Each line of data below must be printed exactly as written, with any pictures removed.

##############################

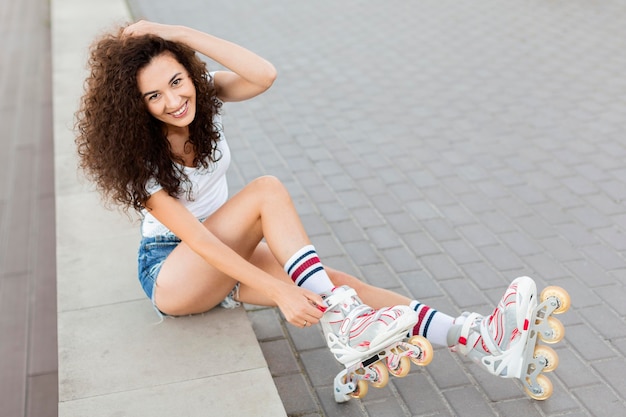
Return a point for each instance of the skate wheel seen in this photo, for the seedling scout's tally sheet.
(426, 348)
(404, 366)
(560, 294)
(552, 359)
(361, 389)
(546, 389)
(558, 331)
(382, 375)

##############################

• [EXERCISE SOLUTION]:
Return a point for each instance of the skate wheel seen in this photo, for the seedling scout's tally sheet.
(426, 348)
(404, 366)
(560, 294)
(552, 359)
(361, 389)
(546, 389)
(558, 331)
(382, 375)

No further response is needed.